Directions for this task:
Output the records below line for line, with no changes, but leave out the pictures.

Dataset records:
▼▼▼

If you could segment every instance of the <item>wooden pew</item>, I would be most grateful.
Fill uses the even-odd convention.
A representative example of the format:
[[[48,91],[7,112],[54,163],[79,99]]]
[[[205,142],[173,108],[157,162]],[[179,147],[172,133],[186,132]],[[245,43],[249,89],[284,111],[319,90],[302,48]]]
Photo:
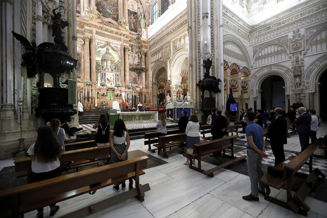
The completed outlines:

▲▲▲

Expected answer:
If you could segment every instance of the <item>wooden pew</item>, I would be most grateful.
Fill uses the even-odd convention.
A representative example of the format:
[[[48,91],[7,112],[54,163],[79,99]]]
[[[205,142],[173,108],[157,162]],[[179,147],[172,133],[186,132]],[[245,43],[249,89],[284,111],[319,90],[302,48]]]
Photo:
The completed outlines:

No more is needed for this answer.